START MATERIAL PROVIDED

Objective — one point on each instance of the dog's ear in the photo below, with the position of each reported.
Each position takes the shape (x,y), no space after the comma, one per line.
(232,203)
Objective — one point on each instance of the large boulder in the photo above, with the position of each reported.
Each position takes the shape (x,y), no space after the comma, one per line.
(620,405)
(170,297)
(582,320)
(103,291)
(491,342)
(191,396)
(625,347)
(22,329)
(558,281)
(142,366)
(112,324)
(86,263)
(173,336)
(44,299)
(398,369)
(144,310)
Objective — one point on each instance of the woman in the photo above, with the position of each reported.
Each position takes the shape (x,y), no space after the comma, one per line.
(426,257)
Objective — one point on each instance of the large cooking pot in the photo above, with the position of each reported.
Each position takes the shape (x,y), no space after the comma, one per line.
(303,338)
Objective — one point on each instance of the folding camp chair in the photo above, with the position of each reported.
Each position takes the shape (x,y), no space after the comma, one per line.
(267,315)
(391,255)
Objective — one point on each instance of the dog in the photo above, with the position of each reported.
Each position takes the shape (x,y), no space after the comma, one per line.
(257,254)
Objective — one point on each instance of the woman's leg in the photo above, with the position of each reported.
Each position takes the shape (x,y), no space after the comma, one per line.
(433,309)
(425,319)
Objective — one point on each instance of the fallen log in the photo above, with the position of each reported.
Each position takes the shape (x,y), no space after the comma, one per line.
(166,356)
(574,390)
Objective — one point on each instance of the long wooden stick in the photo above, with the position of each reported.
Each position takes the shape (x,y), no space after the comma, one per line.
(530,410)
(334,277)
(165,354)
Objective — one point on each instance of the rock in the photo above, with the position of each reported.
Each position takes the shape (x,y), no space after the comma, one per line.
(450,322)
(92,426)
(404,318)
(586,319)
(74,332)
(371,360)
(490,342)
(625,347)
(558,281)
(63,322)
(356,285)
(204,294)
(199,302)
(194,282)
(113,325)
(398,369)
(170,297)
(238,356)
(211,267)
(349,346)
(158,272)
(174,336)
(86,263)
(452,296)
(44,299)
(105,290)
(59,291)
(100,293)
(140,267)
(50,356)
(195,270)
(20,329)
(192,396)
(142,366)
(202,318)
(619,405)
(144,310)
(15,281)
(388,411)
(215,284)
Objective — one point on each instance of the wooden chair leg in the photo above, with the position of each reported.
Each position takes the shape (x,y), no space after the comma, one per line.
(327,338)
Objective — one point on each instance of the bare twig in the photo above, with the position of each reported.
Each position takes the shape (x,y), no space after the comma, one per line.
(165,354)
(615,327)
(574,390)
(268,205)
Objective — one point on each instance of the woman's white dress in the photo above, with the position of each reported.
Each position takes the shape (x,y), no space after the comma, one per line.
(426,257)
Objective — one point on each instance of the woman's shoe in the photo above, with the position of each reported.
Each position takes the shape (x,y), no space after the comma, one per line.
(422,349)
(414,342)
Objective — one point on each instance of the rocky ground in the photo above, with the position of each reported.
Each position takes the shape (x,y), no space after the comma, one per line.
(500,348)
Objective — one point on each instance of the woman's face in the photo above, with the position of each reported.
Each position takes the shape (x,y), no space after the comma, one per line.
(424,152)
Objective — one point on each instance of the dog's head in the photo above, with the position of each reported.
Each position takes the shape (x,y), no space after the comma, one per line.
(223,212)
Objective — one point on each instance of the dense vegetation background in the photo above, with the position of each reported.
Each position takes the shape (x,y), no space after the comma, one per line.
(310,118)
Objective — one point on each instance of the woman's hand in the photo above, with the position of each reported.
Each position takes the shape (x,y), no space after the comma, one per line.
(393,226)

END MATERIAL PROVIDED

Pull every line containing "woman" out of the records.

Objective — one point on each instance of the woman in the photo above, with the position of each reported.
Objective — one point on each instance of the woman's leg in the photo above, with the position of each reported.
Objective — one point on each instance of the woman's white dress in the photo above, with the position of each reported.
Objective — one point on each instance of the woman's shoe in the photo above, with the position of each reported.
Objective — one point on each instance of the woman's face in the photo above, with the position of each reported.
Objective — one point on each instance of the woman's hand in the photo above, with the position of each reported.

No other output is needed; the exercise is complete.